• RECORDS PROVIDED:
= = = =
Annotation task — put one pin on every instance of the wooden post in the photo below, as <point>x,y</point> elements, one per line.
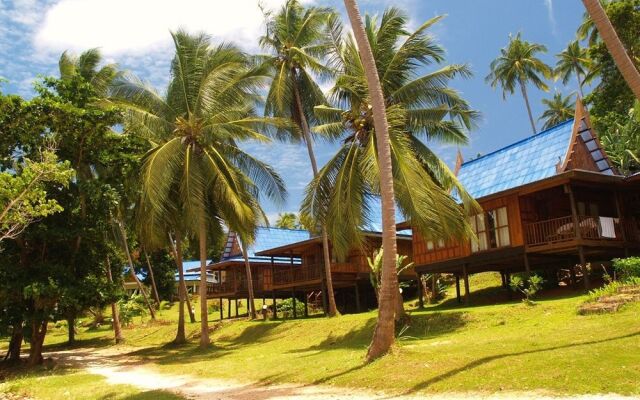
<point>420,293</point>
<point>574,213</point>
<point>273,291</point>
<point>583,264</point>
<point>293,300</point>
<point>466,283</point>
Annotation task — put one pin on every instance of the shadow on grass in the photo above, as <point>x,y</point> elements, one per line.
<point>488,359</point>
<point>150,395</point>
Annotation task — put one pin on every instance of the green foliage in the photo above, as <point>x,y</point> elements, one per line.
<point>130,308</point>
<point>528,287</point>
<point>23,192</point>
<point>627,268</point>
<point>557,110</point>
<point>420,105</point>
<point>285,308</point>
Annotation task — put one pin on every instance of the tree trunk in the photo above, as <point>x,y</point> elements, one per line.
<point>38,333</point>
<point>153,279</point>
<point>579,84</point>
<point>251,305</point>
<point>123,232</point>
<point>115,313</point>
<point>304,126</point>
<point>523,87</point>
<point>71,327</point>
<point>15,344</point>
<point>181,284</point>
<point>614,45</point>
<point>204,312</point>
<point>181,337</point>
<point>384,334</point>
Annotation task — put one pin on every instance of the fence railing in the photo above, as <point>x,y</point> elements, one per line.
<point>589,227</point>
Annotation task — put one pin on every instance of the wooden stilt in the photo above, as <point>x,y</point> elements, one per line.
<point>465,276</point>
<point>357,293</point>
<point>420,293</point>
<point>585,270</point>
<point>293,297</point>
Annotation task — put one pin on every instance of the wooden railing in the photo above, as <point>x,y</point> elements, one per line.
<point>590,228</point>
<point>298,274</point>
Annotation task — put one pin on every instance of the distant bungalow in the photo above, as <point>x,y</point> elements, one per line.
<point>551,201</point>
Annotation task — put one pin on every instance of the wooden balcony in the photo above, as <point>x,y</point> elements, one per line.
<point>561,230</point>
<point>298,275</point>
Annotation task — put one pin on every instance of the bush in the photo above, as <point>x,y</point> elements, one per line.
<point>627,268</point>
<point>285,308</point>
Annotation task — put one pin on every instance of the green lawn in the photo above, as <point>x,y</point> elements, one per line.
<point>448,347</point>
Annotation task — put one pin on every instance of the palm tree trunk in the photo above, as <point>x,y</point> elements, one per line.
<point>610,38</point>
<point>181,285</point>
<point>153,279</point>
<point>332,311</point>
<point>384,334</point>
<point>204,312</point>
<point>181,337</point>
<point>115,313</point>
<point>123,232</point>
<point>523,87</point>
<point>251,305</point>
<point>579,84</point>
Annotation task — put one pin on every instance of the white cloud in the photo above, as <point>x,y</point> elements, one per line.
<point>142,26</point>
<point>552,18</point>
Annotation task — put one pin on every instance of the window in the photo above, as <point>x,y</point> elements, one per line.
<point>492,229</point>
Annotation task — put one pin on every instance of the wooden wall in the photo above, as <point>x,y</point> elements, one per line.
<point>422,255</point>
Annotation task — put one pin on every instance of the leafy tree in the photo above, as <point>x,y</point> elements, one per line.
<point>573,61</point>
<point>518,65</point>
<point>287,221</point>
<point>296,44</point>
<point>196,172</point>
<point>557,109</point>
<point>23,194</point>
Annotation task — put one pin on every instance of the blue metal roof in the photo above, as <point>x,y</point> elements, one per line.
<point>526,161</point>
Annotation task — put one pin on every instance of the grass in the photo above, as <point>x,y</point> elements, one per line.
<point>76,385</point>
<point>494,345</point>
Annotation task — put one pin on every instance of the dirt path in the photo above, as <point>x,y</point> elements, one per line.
<point>118,368</point>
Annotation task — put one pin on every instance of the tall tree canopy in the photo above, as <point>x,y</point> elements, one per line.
<point>418,107</point>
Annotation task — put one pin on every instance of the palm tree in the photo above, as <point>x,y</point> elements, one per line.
<point>574,60</point>
<point>518,65</point>
<point>416,106</point>
<point>296,45</point>
<point>558,109</point>
<point>196,170</point>
<point>614,45</point>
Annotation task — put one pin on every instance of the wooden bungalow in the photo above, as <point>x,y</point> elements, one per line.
<point>350,276</point>
<point>550,201</point>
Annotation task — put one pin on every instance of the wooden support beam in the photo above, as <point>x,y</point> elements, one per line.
<point>585,270</point>
<point>465,276</point>
<point>357,294</point>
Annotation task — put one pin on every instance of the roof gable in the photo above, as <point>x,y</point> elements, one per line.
<point>529,160</point>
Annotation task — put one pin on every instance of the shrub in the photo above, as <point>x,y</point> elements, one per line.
<point>528,288</point>
<point>627,268</point>
<point>285,308</point>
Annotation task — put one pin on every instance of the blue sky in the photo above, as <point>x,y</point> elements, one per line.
<point>135,34</point>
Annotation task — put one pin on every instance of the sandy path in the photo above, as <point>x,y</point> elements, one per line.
<point>118,368</point>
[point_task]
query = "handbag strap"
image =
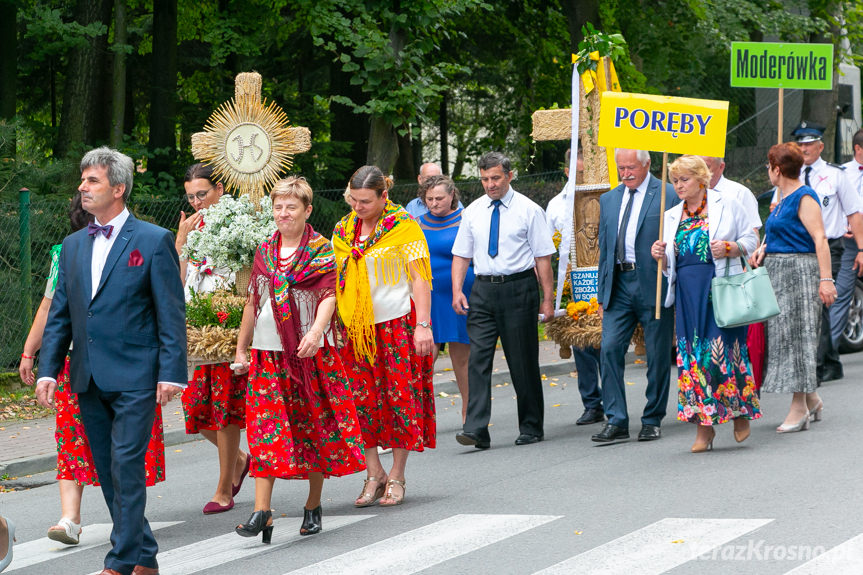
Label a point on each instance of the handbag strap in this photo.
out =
(746, 267)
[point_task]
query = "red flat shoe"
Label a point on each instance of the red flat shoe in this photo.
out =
(212, 507)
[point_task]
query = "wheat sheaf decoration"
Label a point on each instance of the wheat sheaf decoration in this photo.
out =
(248, 141)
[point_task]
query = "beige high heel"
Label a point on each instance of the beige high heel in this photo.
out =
(397, 499)
(801, 425)
(815, 411)
(368, 498)
(743, 434)
(707, 446)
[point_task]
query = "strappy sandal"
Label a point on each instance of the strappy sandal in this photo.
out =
(389, 495)
(69, 532)
(368, 498)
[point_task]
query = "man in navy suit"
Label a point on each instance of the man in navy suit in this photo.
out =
(628, 226)
(119, 300)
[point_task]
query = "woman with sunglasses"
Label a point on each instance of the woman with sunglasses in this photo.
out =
(214, 403)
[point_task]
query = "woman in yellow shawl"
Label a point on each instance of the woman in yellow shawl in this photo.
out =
(384, 301)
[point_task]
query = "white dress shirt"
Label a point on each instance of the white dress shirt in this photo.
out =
(632, 226)
(836, 194)
(102, 247)
(743, 195)
(523, 235)
(854, 171)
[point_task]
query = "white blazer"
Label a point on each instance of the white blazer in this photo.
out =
(727, 221)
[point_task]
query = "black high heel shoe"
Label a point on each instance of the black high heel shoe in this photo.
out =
(311, 521)
(257, 524)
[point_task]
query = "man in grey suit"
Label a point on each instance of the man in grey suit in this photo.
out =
(628, 226)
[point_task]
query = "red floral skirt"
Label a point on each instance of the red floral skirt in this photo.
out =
(74, 459)
(290, 434)
(215, 398)
(394, 395)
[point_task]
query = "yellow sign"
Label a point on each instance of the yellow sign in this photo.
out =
(663, 124)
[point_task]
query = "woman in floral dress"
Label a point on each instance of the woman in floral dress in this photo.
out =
(215, 400)
(75, 466)
(301, 422)
(384, 300)
(703, 234)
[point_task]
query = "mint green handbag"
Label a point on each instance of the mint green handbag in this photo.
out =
(743, 298)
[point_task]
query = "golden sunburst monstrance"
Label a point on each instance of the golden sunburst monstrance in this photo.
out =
(249, 142)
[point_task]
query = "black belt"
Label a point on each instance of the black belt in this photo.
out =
(509, 278)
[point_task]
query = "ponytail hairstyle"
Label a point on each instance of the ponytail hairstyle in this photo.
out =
(371, 178)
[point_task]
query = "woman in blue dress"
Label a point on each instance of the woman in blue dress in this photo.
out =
(440, 225)
(703, 234)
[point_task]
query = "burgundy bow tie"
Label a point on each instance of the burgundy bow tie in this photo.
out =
(94, 229)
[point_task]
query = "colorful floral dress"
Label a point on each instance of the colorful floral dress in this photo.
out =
(715, 381)
(300, 414)
(215, 396)
(74, 458)
(392, 385)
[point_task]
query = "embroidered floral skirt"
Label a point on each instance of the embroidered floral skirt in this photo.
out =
(394, 395)
(715, 382)
(74, 459)
(291, 434)
(215, 398)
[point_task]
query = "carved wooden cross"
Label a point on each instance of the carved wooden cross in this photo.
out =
(248, 142)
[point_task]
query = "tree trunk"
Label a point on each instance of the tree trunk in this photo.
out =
(404, 169)
(164, 87)
(8, 67)
(118, 96)
(383, 150)
(347, 125)
(444, 134)
(578, 13)
(84, 81)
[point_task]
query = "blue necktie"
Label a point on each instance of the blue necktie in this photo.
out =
(94, 229)
(494, 230)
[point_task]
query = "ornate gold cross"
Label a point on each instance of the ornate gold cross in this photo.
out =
(249, 142)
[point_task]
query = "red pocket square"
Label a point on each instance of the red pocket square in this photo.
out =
(136, 259)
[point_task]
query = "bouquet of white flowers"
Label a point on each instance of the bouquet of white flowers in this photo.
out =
(232, 232)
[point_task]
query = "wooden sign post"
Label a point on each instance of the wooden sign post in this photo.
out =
(663, 124)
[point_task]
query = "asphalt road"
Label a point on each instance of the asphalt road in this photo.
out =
(775, 504)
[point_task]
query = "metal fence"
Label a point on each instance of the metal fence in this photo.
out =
(30, 227)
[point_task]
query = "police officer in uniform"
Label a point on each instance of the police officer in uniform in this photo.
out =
(841, 208)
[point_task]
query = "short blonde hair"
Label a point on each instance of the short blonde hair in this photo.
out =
(293, 187)
(692, 165)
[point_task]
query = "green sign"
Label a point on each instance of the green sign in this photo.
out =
(778, 65)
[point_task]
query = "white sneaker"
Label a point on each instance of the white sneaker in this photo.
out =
(70, 532)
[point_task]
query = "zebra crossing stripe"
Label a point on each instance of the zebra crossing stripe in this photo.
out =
(655, 549)
(427, 546)
(223, 549)
(41, 550)
(844, 558)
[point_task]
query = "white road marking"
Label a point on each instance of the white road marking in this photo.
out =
(426, 546)
(656, 548)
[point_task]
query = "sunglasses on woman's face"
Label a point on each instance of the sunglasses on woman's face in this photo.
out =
(200, 196)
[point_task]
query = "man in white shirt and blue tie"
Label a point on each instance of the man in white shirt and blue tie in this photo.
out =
(507, 237)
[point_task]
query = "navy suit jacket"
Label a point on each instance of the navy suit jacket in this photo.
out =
(132, 334)
(646, 233)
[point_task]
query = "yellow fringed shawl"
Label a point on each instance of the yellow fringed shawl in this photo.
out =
(396, 244)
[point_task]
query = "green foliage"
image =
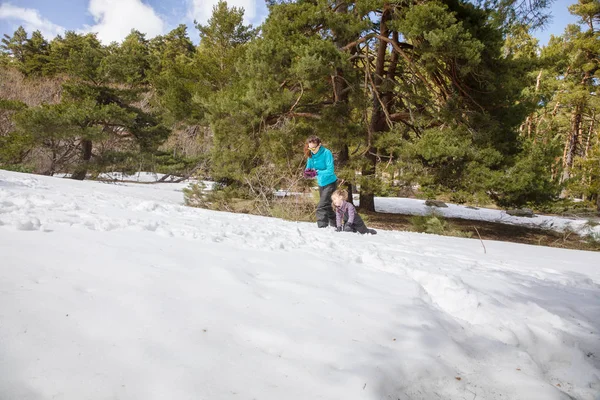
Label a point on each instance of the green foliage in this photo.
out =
(436, 225)
(529, 180)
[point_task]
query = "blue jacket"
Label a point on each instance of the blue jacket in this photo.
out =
(322, 161)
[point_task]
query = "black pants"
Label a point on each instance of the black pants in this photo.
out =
(325, 213)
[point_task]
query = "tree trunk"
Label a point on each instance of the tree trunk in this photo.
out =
(341, 96)
(81, 171)
(571, 144)
(378, 119)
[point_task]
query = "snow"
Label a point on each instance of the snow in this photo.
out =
(418, 207)
(119, 291)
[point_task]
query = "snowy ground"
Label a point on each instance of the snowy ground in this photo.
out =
(417, 207)
(119, 291)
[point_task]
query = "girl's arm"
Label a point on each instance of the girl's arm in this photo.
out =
(338, 217)
(351, 213)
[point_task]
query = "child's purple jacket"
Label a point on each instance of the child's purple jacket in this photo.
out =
(341, 210)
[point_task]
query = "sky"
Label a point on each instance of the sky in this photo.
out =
(119, 291)
(114, 19)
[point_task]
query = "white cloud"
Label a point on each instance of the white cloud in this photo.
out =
(116, 18)
(31, 20)
(201, 10)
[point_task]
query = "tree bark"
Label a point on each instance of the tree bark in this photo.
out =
(571, 144)
(81, 171)
(378, 118)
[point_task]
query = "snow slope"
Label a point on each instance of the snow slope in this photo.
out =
(119, 291)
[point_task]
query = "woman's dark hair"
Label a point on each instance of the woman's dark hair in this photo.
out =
(311, 139)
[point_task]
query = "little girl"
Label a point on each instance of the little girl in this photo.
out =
= = = =
Your response should contain each line of the entries above that holds the string "child".

query = "child's purple jacket"
Label a point on each instance of the child's purple jacket in this photo.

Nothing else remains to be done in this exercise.